Excerpts of bounding box data
━━━━━━━━━━━━━━━━━━━━
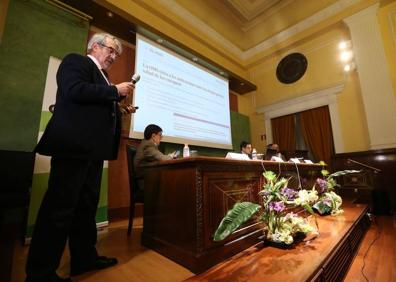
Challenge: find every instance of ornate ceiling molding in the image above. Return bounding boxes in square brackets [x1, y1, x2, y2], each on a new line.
[157, 0, 361, 61]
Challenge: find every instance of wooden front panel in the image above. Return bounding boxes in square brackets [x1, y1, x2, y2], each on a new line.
[142, 157, 321, 272]
[333, 149, 396, 214]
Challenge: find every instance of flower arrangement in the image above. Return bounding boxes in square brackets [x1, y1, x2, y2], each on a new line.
[313, 162, 360, 216]
[214, 171, 318, 245]
[213, 166, 359, 246]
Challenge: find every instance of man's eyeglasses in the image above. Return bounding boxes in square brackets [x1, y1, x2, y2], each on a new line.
[99, 43, 120, 58]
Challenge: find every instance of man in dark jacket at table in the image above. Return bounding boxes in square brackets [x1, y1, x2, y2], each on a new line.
[26, 33, 135, 282]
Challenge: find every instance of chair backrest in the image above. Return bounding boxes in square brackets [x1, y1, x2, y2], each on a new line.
[126, 144, 143, 202]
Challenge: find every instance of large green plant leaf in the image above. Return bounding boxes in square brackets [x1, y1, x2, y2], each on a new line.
[213, 202, 261, 241]
[329, 169, 361, 177]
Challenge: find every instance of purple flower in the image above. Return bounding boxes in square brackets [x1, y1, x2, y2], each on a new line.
[281, 187, 298, 201]
[268, 202, 285, 212]
[316, 178, 327, 193]
[322, 198, 331, 207]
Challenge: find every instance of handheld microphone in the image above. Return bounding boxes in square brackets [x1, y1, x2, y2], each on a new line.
[131, 73, 140, 84]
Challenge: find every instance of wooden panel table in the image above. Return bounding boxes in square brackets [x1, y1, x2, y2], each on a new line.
[142, 157, 322, 273]
[188, 204, 370, 282]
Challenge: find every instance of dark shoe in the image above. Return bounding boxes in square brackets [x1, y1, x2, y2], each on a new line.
[70, 256, 118, 276]
[26, 274, 73, 282]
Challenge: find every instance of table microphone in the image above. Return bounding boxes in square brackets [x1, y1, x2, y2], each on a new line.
[131, 73, 140, 84]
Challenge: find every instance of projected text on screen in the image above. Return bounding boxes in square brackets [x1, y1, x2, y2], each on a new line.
[130, 35, 232, 149]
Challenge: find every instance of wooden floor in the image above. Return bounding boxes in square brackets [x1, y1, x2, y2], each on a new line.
[12, 216, 396, 282]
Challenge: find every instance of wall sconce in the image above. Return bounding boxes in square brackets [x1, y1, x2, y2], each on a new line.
[338, 40, 356, 72]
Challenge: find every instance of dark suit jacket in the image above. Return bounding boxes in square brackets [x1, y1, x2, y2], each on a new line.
[133, 139, 172, 169]
[35, 54, 121, 160]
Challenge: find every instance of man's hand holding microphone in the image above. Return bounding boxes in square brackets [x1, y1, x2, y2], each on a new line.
[115, 73, 140, 114]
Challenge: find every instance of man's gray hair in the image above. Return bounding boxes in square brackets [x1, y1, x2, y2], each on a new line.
[87, 33, 122, 54]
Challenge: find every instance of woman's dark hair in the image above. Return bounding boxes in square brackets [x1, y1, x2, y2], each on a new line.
[144, 124, 162, 140]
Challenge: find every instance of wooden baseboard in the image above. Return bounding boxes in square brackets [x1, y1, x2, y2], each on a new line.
[108, 203, 144, 221]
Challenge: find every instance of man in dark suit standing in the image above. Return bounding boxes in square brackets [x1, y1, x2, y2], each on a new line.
[26, 33, 134, 282]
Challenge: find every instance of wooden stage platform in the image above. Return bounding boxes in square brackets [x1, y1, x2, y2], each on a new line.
[187, 203, 370, 282]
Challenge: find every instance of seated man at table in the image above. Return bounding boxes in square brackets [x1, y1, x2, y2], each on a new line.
[265, 143, 286, 162]
[240, 141, 252, 159]
[133, 124, 174, 171]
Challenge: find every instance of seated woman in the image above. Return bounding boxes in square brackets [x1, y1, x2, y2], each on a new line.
[133, 124, 173, 172]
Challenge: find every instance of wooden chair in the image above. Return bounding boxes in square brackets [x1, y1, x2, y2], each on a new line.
[126, 144, 144, 235]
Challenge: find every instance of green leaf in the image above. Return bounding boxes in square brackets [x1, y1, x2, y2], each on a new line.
[328, 170, 361, 177]
[213, 202, 261, 241]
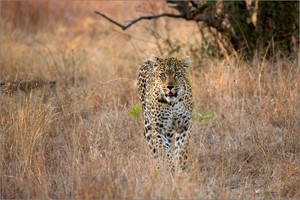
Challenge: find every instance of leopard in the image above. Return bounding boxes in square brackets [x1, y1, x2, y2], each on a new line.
[137, 55, 193, 172]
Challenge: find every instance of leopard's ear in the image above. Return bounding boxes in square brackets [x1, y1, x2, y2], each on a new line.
[148, 54, 161, 62]
[181, 56, 191, 69]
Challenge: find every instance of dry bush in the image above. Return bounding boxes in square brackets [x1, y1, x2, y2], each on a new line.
[0, 2, 300, 199]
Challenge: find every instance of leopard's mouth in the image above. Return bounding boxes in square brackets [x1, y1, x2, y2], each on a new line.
[166, 92, 177, 97]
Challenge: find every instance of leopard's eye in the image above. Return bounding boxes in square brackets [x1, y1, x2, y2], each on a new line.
[159, 74, 166, 81]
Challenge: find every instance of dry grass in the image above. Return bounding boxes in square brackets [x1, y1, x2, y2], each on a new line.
[0, 2, 300, 199]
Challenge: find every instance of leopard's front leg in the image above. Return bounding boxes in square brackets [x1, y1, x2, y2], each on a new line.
[174, 116, 190, 170]
[151, 112, 175, 172]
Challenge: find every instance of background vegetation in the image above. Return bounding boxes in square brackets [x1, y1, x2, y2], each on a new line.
[0, 1, 300, 199]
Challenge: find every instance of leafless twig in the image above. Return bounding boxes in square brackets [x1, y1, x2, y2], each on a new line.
[95, 11, 185, 30]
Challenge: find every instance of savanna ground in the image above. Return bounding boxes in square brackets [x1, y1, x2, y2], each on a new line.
[0, 1, 300, 199]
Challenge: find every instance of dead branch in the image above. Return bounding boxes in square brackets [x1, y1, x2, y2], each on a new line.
[95, 11, 186, 30]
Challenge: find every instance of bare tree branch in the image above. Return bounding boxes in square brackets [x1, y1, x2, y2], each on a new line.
[95, 11, 186, 30]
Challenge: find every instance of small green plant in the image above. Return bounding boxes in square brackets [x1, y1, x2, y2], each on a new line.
[128, 105, 142, 124]
[192, 105, 214, 122]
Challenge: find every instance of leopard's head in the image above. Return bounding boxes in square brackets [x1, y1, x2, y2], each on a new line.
[149, 55, 191, 102]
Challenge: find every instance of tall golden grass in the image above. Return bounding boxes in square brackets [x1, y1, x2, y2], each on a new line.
[0, 1, 300, 199]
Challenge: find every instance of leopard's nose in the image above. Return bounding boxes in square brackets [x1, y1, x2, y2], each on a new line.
[167, 85, 174, 90]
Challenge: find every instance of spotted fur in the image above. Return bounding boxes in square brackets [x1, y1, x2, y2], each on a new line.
[138, 55, 193, 171]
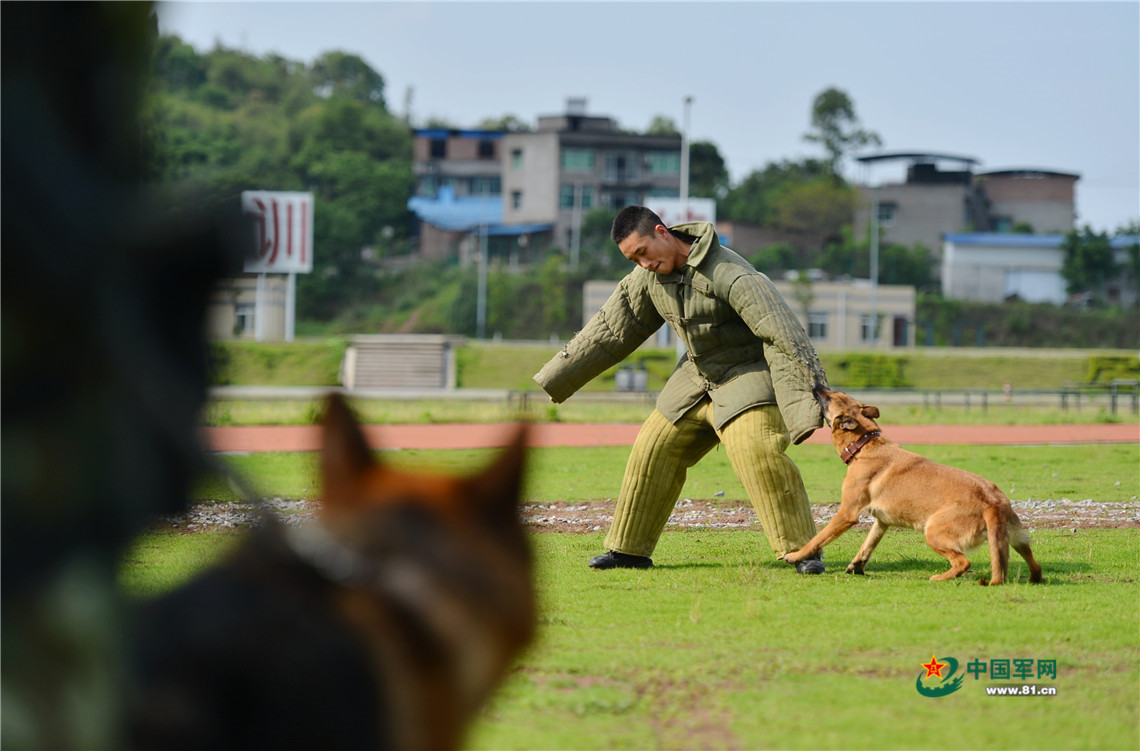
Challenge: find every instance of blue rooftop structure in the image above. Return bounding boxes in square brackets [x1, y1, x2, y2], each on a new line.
[944, 232, 1140, 248]
[408, 186, 554, 236]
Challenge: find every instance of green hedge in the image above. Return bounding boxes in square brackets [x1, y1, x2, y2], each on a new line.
[209, 338, 348, 386]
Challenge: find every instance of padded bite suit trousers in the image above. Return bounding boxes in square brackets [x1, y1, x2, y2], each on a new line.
[605, 399, 815, 558]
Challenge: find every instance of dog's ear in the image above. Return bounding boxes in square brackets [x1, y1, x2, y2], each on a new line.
[320, 393, 376, 500]
[469, 423, 529, 522]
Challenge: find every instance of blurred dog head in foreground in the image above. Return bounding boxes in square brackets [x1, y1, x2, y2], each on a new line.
[132, 395, 535, 751]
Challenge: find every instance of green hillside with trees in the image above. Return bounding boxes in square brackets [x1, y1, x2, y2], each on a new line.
[145, 36, 1140, 348]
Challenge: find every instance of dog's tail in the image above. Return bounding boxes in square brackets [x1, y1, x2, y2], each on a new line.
[982, 506, 1009, 585]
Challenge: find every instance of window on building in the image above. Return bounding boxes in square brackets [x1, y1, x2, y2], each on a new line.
[467, 177, 503, 196]
[645, 152, 681, 174]
[559, 183, 594, 211]
[860, 313, 879, 342]
[605, 154, 637, 182]
[234, 302, 258, 336]
[807, 313, 828, 338]
[562, 146, 594, 172]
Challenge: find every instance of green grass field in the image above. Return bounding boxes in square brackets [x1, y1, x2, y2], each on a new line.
[121, 444, 1140, 750]
[193, 443, 1140, 504]
[122, 529, 1140, 749]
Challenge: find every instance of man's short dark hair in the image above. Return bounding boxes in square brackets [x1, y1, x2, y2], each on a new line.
[610, 206, 665, 245]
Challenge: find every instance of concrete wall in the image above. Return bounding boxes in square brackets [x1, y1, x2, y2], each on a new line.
[206, 274, 286, 342]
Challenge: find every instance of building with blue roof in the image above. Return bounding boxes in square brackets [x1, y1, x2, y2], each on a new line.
[855, 152, 1081, 271]
[942, 232, 1140, 305]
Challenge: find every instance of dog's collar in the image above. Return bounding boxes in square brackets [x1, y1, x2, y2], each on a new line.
[839, 431, 882, 464]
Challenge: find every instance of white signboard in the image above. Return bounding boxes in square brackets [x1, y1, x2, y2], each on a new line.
[645, 198, 716, 227]
[242, 190, 312, 274]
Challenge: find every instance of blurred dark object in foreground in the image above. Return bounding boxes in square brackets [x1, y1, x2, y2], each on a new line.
[0, 2, 252, 749]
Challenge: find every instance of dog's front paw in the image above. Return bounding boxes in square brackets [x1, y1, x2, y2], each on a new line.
[784, 548, 811, 563]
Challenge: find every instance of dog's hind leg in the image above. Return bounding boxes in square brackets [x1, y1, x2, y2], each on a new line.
[926, 514, 970, 581]
[1012, 542, 1042, 585]
[982, 506, 1009, 587]
[847, 519, 887, 574]
[1005, 517, 1042, 583]
[927, 540, 970, 581]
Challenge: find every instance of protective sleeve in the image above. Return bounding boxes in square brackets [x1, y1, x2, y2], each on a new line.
[535, 270, 665, 402]
[728, 274, 828, 443]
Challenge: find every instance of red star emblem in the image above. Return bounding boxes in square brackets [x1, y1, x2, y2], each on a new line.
[922, 654, 950, 678]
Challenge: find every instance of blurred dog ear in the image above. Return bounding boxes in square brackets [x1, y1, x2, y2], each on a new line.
[320, 392, 376, 500]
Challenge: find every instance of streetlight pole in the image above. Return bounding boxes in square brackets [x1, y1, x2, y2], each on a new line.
[871, 192, 879, 346]
[681, 97, 693, 221]
[674, 96, 693, 360]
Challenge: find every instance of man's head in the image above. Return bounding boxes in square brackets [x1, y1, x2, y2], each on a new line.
[610, 206, 690, 274]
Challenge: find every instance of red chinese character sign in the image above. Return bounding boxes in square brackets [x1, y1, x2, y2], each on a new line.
[242, 190, 312, 274]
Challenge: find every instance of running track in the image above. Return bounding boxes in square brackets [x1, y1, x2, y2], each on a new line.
[202, 423, 1140, 452]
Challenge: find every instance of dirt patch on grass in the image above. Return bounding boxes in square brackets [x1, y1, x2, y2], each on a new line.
[156, 498, 1140, 534]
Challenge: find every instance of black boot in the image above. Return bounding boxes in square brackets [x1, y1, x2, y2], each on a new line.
[796, 553, 827, 573]
[589, 550, 653, 569]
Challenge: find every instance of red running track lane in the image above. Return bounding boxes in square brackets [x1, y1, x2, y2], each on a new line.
[202, 423, 1140, 452]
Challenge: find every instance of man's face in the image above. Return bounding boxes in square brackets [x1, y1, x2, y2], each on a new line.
[618, 225, 685, 279]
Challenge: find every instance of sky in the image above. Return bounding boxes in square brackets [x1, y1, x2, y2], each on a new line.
[158, 0, 1140, 232]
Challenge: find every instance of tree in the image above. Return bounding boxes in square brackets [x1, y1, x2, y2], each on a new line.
[689, 141, 728, 201]
[475, 115, 530, 133]
[804, 88, 882, 177]
[772, 179, 857, 237]
[1061, 225, 1119, 296]
[645, 115, 681, 136]
[309, 51, 388, 111]
[819, 227, 935, 292]
[718, 160, 828, 226]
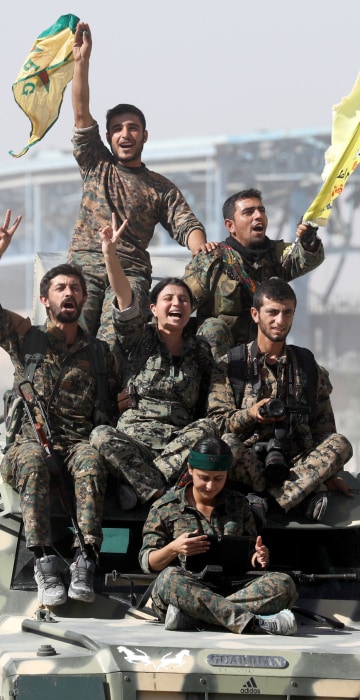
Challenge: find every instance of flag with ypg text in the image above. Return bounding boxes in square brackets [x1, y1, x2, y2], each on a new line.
[303, 73, 360, 226]
[9, 15, 79, 158]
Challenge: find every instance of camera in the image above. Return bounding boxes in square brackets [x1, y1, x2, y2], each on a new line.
[259, 399, 285, 418]
[254, 438, 290, 486]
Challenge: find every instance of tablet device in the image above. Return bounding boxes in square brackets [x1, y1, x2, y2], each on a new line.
[185, 535, 255, 578]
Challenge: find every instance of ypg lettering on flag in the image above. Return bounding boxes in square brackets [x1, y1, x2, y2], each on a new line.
[303, 74, 360, 226]
[10, 15, 79, 158]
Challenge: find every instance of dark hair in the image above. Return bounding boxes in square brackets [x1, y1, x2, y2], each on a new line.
[150, 277, 193, 306]
[106, 103, 146, 131]
[40, 263, 86, 299]
[191, 435, 232, 455]
[223, 187, 262, 221]
[253, 277, 296, 311]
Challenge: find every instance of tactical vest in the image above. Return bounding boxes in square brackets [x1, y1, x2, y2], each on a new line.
[197, 240, 285, 344]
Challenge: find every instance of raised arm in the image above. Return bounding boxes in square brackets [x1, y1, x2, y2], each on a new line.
[72, 22, 94, 129]
[0, 209, 22, 258]
[99, 214, 132, 311]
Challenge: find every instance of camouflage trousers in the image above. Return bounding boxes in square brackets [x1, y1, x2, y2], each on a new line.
[223, 433, 353, 513]
[68, 253, 150, 350]
[90, 418, 216, 503]
[1, 440, 107, 550]
[197, 317, 234, 362]
[151, 566, 298, 634]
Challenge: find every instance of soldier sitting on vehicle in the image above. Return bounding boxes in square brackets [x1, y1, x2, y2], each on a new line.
[90, 215, 221, 509]
[184, 188, 324, 360]
[0, 210, 118, 606]
[139, 437, 297, 634]
[208, 278, 352, 521]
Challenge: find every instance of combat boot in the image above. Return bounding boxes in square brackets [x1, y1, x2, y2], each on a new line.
[68, 554, 95, 603]
[34, 554, 67, 606]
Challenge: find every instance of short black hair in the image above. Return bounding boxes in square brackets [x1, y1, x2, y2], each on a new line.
[223, 187, 262, 221]
[40, 263, 87, 299]
[150, 277, 193, 306]
[253, 277, 296, 311]
[106, 102, 146, 131]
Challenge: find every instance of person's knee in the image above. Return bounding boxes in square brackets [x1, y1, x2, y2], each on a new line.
[89, 425, 116, 453]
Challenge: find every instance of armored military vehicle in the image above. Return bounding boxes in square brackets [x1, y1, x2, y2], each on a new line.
[0, 250, 360, 700]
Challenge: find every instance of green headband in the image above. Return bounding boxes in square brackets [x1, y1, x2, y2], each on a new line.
[188, 450, 232, 472]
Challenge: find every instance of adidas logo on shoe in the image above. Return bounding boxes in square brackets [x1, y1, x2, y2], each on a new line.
[240, 677, 260, 695]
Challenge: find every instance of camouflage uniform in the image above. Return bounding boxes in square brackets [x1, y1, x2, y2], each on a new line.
[0, 307, 117, 549]
[184, 236, 324, 360]
[90, 302, 218, 502]
[208, 342, 352, 512]
[139, 487, 297, 633]
[68, 123, 205, 347]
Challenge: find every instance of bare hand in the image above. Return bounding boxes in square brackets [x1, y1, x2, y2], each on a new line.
[325, 476, 354, 498]
[73, 22, 92, 61]
[0, 209, 22, 258]
[251, 535, 270, 569]
[192, 241, 219, 257]
[172, 531, 210, 557]
[99, 213, 128, 255]
[249, 399, 284, 423]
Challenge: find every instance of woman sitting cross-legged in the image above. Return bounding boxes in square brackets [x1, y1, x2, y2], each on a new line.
[139, 437, 297, 635]
[90, 215, 219, 509]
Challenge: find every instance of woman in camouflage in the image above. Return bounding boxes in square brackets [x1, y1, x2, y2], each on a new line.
[90, 217, 218, 509]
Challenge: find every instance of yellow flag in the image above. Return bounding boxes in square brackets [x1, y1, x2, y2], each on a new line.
[303, 73, 360, 226]
[9, 15, 79, 158]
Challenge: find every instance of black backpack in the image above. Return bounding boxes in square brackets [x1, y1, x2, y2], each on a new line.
[228, 343, 318, 421]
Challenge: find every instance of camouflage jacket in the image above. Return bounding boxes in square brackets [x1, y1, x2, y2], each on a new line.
[208, 342, 336, 458]
[139, 486, 256, 573]
[69, 123, 205, 281]
[0, 307, 119, 449]
[184, 239, 324, 344]
[113, 303, 217, 438]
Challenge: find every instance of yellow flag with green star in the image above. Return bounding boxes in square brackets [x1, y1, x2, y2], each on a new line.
[9, 15, 79, 158]
[303, 73, 360, 226]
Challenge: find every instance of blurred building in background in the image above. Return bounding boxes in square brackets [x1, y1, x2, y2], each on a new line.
[0, 129, 360, 469]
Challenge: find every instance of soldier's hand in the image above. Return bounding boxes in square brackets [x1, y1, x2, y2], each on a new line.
[0, 209, 22, 258]
[73, 22, 92, 61]
[193, 241, 219, 257]
[99, 213, 128, 255]
[249, 398, 284, 423]
[172, 531, 210, 557]
[251, 535, 270, 569]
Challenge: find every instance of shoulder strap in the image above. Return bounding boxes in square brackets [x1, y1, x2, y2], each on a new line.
[23, 326, 47, 382]
[288, 345, 318, 417]
[88, 336, 112, 425]
[228, 343, 247, 408]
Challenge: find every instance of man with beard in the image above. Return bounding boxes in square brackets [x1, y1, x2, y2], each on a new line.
[0, 210, 119, 606]
[68, 22, 215, 347]
[208, 278, 352, 521]
[184, 188, 324, 359]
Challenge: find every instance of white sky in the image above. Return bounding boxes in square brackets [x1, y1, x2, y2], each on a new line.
[0, 0, 360, 163]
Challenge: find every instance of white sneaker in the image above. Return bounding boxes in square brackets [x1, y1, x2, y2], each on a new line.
[255, 609, 297, 635]
[34, 554, 67, 606]
[165, 603, 200, 632]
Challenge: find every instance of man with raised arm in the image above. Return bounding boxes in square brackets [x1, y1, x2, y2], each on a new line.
━━━━━━━━━━━━━━━━━━━━
# Problem to work on:
Scale the entries from the line holding "Challenge: find every instance of white sky" through the last line of the entries, both ends included. Write out each of those lines again, requests included, but multiply every bounding box coordinate in the answers by 0.45 and round it to a whole number, with halves rounded up.

# Reply to the exercise:
Challenge: find every instance of white sky in the image above. Return bounding boxes in square brackets [x1, y1, x2, y2], each on a new line.
[0, 0, 162, 73]
Challenge: find every instance of white sneaker in the image above. Return bounding boxes in square brackets [x1, y1, x2, y2], each on a new line.
[115, 274, 134, 286]
[15, 249, 30, 273]
[74, 271, 90, 284]
Challenge: find every instance of man with raised arm in the image above. Return bounding boxes in square brackets [x1, y1, x2, y2], each on a new line.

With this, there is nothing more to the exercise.